- **DETTAGLI DEL COMPITO**
Trascrivi per intero i record dalla riga che contiene "Tag the green" fino alla fine dei record, estremi inclusi, spostando di 128 ogni coordinata dei punti di risposta. Lascia invariati tutti gli altri numeri.
◆ ◆ ◆ ◆ ◆
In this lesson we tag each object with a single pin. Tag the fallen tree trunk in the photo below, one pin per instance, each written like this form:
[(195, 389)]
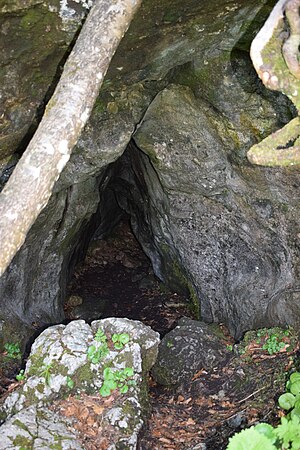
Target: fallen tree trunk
[(30, 186), (275, 56)]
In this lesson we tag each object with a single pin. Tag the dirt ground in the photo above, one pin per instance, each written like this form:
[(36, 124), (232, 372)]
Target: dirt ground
[(116, 280)]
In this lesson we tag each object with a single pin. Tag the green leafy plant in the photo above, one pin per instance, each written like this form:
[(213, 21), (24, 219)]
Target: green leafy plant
[(100, 336), (21, 376), (45, 372), (120, 340), (70, 382), (273, 344), (118, 379), (97, 352), (285, 436), (12, 350), (290, 400)]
◆ ◆ ◆ ◆ ◆
- **RISULTATO DELL'ESERCIZIO**
In this lesson we tag each object with a single pin. Tag the green leafy plant in the photo above, one pin per instance, each written like this form:
[(213, 21), (24, 219)]
Target: green leafy plant
[(228, 464), (149, 504), (173, 500), (248, 468), (198, 510), (401, 472), (246, 507), (225, 480), (413, 564), (140, 478), (418, 528)]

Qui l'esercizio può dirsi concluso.